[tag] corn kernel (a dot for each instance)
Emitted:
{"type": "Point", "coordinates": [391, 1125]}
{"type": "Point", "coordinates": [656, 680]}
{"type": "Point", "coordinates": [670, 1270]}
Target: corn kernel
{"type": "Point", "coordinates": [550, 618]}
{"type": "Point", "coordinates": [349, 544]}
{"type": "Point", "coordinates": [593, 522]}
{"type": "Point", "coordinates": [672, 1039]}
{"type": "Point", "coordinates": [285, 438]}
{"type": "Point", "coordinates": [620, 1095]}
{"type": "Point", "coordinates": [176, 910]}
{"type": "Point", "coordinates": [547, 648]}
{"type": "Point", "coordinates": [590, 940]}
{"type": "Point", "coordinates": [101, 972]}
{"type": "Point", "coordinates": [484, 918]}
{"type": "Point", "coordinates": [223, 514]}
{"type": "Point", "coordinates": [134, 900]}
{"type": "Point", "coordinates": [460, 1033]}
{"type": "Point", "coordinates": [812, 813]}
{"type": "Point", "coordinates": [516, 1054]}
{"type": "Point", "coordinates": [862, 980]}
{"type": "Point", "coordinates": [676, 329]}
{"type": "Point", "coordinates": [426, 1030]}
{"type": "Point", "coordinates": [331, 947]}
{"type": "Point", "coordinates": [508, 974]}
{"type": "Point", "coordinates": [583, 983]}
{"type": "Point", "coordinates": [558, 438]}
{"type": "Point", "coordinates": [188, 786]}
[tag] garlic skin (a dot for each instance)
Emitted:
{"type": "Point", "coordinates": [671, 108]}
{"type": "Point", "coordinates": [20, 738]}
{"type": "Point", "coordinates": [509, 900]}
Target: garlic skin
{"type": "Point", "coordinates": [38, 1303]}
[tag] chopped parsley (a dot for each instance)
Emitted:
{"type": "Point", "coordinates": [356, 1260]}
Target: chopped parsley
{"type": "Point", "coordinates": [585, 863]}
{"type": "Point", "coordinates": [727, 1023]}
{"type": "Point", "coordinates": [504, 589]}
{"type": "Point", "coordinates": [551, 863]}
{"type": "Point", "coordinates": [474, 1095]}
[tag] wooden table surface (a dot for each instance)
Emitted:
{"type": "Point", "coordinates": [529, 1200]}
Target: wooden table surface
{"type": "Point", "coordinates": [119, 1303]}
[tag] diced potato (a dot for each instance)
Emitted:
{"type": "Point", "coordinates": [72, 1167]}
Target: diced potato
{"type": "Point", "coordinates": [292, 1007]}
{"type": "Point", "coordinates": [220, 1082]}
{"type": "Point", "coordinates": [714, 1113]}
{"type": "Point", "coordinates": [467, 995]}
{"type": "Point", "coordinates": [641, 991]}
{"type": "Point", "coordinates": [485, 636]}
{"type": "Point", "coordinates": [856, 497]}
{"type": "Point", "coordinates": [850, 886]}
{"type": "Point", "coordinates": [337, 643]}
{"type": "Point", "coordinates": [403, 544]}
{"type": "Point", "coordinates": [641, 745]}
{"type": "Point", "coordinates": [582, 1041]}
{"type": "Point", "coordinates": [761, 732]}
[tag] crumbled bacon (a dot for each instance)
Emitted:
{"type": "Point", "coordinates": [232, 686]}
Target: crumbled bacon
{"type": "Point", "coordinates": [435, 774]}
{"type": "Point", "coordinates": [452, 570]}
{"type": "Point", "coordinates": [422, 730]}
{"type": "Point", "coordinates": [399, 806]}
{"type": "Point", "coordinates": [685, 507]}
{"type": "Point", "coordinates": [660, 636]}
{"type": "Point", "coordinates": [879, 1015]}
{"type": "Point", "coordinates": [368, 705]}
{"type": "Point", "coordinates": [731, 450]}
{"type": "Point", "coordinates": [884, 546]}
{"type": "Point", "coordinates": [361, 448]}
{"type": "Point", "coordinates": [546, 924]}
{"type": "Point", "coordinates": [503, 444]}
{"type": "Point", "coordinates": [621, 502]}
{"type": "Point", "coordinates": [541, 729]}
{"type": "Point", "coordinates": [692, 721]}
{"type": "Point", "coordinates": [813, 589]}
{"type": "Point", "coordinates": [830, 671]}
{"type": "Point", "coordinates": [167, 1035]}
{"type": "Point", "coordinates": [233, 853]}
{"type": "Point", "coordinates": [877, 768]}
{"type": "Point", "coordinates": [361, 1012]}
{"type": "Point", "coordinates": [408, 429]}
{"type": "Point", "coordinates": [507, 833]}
___
_Problem to solve:_
Look through the listing and extract every line with "each" in it.

_Task output:_
[tag] corn kernel (a dot for each instance)
[tag] garlic skin (a dot for each instance)
[tag] chopped parsley (a dot for each instance)
[tag] wooden table surface (a dot for each instance)
[tag] diced potato (a dot for each instance)
[tag] crumbled bacon (a dot for each instance)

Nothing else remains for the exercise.